RECORDS TO USE:
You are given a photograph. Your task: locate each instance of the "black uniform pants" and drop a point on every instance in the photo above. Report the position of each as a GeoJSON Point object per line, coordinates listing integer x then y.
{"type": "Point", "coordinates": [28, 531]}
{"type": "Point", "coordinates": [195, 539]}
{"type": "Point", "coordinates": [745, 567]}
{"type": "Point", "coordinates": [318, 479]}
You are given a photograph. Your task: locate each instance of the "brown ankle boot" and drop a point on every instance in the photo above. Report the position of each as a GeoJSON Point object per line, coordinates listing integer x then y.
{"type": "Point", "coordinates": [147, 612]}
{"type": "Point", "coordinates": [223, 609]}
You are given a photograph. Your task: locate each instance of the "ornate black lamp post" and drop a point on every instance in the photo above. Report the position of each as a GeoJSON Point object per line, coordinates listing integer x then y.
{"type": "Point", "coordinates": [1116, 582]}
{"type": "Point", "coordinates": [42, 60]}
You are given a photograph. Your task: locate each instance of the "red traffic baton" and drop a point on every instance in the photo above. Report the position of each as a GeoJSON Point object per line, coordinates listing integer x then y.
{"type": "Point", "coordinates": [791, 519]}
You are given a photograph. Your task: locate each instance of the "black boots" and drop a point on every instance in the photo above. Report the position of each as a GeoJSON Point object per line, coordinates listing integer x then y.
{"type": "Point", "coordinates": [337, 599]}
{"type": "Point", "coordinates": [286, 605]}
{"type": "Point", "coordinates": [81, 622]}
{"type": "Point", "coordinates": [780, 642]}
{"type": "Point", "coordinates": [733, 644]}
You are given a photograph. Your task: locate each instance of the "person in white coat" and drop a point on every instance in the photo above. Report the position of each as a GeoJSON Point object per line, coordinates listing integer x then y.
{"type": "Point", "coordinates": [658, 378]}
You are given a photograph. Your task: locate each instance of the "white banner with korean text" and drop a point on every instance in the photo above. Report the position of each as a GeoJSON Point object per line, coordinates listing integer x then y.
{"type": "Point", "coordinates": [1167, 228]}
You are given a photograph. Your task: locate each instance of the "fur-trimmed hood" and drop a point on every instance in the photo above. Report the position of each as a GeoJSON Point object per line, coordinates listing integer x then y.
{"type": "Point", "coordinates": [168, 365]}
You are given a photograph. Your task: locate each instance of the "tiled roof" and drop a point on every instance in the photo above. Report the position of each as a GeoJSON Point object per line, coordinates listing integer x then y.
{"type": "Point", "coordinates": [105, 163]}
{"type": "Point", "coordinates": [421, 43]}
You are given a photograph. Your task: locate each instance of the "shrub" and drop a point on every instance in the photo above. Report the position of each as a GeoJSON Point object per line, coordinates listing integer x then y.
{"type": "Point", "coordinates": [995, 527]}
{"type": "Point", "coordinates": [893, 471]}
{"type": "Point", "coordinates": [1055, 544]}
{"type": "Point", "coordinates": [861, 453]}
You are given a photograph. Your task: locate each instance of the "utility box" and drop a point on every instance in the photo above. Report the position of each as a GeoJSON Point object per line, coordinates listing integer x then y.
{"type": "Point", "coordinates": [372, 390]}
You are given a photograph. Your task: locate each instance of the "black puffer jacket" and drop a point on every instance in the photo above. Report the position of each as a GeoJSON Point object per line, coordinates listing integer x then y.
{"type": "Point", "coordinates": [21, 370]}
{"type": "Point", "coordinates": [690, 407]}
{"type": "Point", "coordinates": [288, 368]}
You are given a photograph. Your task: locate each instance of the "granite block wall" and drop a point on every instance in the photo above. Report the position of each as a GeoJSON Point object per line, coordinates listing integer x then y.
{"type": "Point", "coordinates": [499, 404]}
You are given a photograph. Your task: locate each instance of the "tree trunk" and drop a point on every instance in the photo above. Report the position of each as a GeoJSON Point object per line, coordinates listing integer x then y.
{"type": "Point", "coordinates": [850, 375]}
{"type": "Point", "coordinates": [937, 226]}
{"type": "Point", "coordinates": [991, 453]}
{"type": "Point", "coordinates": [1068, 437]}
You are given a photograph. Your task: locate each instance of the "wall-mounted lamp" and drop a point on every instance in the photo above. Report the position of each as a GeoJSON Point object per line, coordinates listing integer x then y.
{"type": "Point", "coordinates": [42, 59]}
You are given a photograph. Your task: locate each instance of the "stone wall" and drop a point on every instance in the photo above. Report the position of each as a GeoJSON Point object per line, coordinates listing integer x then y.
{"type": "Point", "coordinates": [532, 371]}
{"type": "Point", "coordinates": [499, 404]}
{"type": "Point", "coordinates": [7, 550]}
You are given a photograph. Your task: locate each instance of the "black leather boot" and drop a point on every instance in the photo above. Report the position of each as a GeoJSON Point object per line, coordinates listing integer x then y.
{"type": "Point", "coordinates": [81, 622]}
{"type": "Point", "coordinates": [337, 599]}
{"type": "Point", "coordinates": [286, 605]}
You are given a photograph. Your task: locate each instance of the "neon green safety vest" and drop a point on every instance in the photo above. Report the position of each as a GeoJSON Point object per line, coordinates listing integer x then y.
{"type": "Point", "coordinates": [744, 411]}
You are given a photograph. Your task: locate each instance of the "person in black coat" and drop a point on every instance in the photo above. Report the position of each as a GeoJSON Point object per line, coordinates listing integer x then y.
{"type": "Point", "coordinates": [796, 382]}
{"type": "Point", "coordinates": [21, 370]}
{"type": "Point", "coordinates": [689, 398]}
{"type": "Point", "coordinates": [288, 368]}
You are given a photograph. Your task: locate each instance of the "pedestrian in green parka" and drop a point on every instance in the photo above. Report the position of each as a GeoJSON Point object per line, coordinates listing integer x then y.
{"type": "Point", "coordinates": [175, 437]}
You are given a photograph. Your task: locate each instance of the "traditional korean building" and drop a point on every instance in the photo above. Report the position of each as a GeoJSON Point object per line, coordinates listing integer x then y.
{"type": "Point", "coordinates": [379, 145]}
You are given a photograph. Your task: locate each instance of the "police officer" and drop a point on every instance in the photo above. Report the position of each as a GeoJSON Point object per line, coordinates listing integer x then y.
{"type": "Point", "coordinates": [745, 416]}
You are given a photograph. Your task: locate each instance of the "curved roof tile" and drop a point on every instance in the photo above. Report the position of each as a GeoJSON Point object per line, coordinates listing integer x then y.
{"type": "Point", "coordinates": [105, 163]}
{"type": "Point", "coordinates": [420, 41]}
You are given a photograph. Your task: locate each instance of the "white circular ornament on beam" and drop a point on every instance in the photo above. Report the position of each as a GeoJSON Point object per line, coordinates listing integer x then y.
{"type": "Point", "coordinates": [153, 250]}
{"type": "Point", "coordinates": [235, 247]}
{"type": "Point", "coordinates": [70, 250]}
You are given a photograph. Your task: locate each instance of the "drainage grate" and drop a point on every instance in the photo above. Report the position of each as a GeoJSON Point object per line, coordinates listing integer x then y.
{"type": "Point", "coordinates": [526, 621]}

WORK ITEM:
Copy all of the data exactly. Skip nothing.

WRITTEN SOLUTION:
You are given a photograph. Your task: locate each instance of the "black uniform pants" and drop a point on every instance in the photo above. Report the position of each as a GeoJSON Point object per line, coordinates listing integer x then y.
{"type": "Point", "coordinates": [28, 531]}
{"type": "Point", "coordinates": [195, 539]}
{"type": "Point", "coordinates": [745, 567]}
{"type": "Point", "coordinates": [318, 479]}
You are given a photograph. Your task: locate each instance of the "brown ankle boot" and drop a point on every instance in the photo above. Report the position of each as a GeoJSON Point object per line, coordinates listing integer x then y.
{"type": "Point", "coordinates": [147, 612]}
{"type": "Point", "coordinates": [223, 609]}
You are given a photograph. Your task: locate each instance of the "ornate black lamp post" and drop a point on every instance in the photo above. Report the position of each as a GeoJSON Point object per line, coordinates listing integer x then y.
{"type": "Point", "coordinates": [1116, 582]}
{"type": "Point", "coordinates": [42, 60]}
You are given a photograph. Your task: locate each instance of the "red traffic baton" and drop a point on every instance in the photo above. Report the position of each as a GeoJSON Point object per line, coordinates listing integer x then y.
{"type": "Point", "coordinates": [791, 519]}
You are given a photograph. Your task: locate each instance of the "black boots" and drop a point on every instance in the photo above. Report the position of each as a GeoJSON Point object per line, coordinates listing integer x then y.
{"type": "Point", "coordinates": [337, 599]}
{"type": "Point", "coordinates": [286, 605]}
{"type": "Point", "coordinates": [81, 622]}
{"type": "Point", "coordinates": [780, 642]}
{"type": "Point", "coordinates": [733, 644]}
You are given a photograph. Your task: locate each instance of the "person in white coat" and drop a point on every instance in the photo above. Report the position of each as a GeoJSON Point object per line, coordinates listing integer x then y.
{"type": "Point", "coordinates": [658, 378]}
You are given a photograph. Your task: locate each instance of the "white banner with korean text" and drop a point on every instance in the photo above. Report the position of each as a GeoJSON Point object per line, coordinates listing integer x then y.
{"type": "Point", "coordinates": [1167, 228]}
You are given a photograph. Your task: locate each instance of the "fur-trimmed hood" and drop a point on every instance in the photo above. Report the position of each as a GeoJSON Point object per line, coordinates listing integer x then y.
{"type": "Point", "coordinates": [168, 365]}
You are given a photograph. Your task: locate each instance of the "tiled roof" and drop a point on every instance in the photo above. Report the position of each as a GeoJSON Point object per line, coordinates listing integer x then y.
{"type": "Point", "coordinates": [105, 163]}
{"type": "Point", "coordinates": [421, 43]}
You are given a photograph. Your task: locate each instance of the "shrub" and drop a point on every instance in the photo above. Report the position of each as a GeoJSON Point object per line, coordinates listing integer x then y.
{"type": "Point", "coordinates": [995, 527]}
{"type": "Point", "coordinates": [893, 471]}
{"type": "Point", "coordinates": [1055, 544]}
{"type": "Point", "coordinates": [861, 453]}
You are given a photograph. Your task: locate each instance of the "utility box" and drop a point on every instance in the photo above. Report the position of each as a GeoJSON Point object per line, coordinates listing integer x then y.
{"type": "Point", "coordinates": [372, 390]}
You are given a photograph. Your task: locate each instance of the "black puffer jacket" and drop a point on every instance in the photo above. Report the position of each as a GeoJSON Point object per line, coordinates listing integer x then y.
{"type": "Point", "coordinates": [21, 370]}
{"type": "Point", "coordinates": [690, 407]}
{"type": "Point", "coordinates": [288, 368]}
You are given a photograph. Your task: locate each instance of the "granite block wall" and drop a point on every instance in the photo above. Report the position of each as a GeoJSON Point object per line, coordinates listing integer x then y.
{"type": "Point", "coordinates": [499, 404]}
You are given a photograph. Your task: locate each instance of the "tree trunk" and drop a point on every instance in the photo above. Report the position of each as a GeoJSON Point object per line, coordinates listing integer x then y.
{"type": "Point", "coordinates": [850, 375]}
{"type": "Point", "coordinates": [937, 226]}
{"type": "Point", "coordinates": [991, 453]}
{"type": "Point", "coordinates": [1068, 437]}
You are given a photograph. Your task: locate each instance of the "wall-mounted lamp" and drop a point on every instance in the photo above. Report the position of each as a GeoJSON Point object per line, coordinates listing integer x then y.
{"type": "Point", "coordinates": [42, 59]}
You are given a photograph. Your task: locate each instance of the "stone wall" and drop a point on every instance in the photo above. Report the position of each as a GeoJSON Point object per line, coordinates listing integer x then y.
{"type": "Point", "coordinates": [532, 371]}
{"type": "Point", "coordinates": [499, 404]}
{"type": "Point", "coordinates": [7, 550]}
You are given a photograph. Your task: locate each instance of the "black leather boot" and drop a point on every instance in the photo above. Report the position of each as a GeoJSON Point object per line, coordinates listing integer x then y.
{"type": "Point", "coordinates": [81, 622]}
{"type": "Point", "coordinates": [337, 599]}
{"type": "Point", "coordinates": [286, 605]}
You are given a photograph. Your task: locate each instance of the "neon green safety vest" and drop a point on every instance in the photo above. Report the position of each as a GeoJSON Point object per line, coordinates listing integer x then y.
{"type": "Point", "coordinates": [744, 411]}
You are given a photograph. Your task: locate each instance of the "person in black coat" and drop a point on every instance in the photo above. Report the position of each as a GeoJSON Point object per line, coordinates listing integer x then y.
{"type": "Point", "coordinates": [796, 382]}
{"type": "Point", "coordinates": [21, 370]}
{"type": "Point", "coordinates": [689, 398]}
{"type": "Point", "coordinates": [288, 368]}
You are given a photograph. Your task: locate each instance of the "pedestrian in green parka" and drop a point on every instance in the photo above. Report the position of each as a GeoJSON Point object per line, coordinates listing integer x then y.
{"type": "Point", "coordinates": [175, 437]}
You are given a photograph. Your task: locate each instance of the "traditional korean building" and drop a point on every instance in the photo above. Report the position of each as a GeoJSON Point object per line, coordinates listing integer x then y.
{"type": "Point", "coordinates": [379, 145]}
You are given a photograph. Your task: locate each instance of the "police officer" and drop a point on every instance in the photo above. Report the position of each as a GeoJSON Point object per line, coordinates listing integer x then y.
{"type": "Point", "coordinates": [745, 416]}
You are given a photograph. Your task: locate each instance of the "curved roof tile" and drop a point on every instance in the photo above. Report the position of each as a GeoJSON Point object per line, coordinates listing integer x then y.
{"type": "Point", "coordinates": [105, 163]}
{"type": "Point", "coordinates": [420, 41]}
You are given a photograph. Your task: locate each instance of the "white circular ornament on beam" and drop a point on every instance in the photo above. Report the position of each as a GeoJSON Point object per line, coordinates listing integer x then y.
{"type": "Point", "coordinates": [153, 250]}
{"type": "Point", "coordinates": [235, 247]}
{"type": "Point", "coordinates": [70, 250]}
You are given a photograph. Your task: locate each instance of the "drainage grate" and drop a point on every instance in the photo above. Report the position of each as a GeoJSON Point object per line, coordinates listing integer x then y.
{"type": "Point", "coordinates": [526, 621]}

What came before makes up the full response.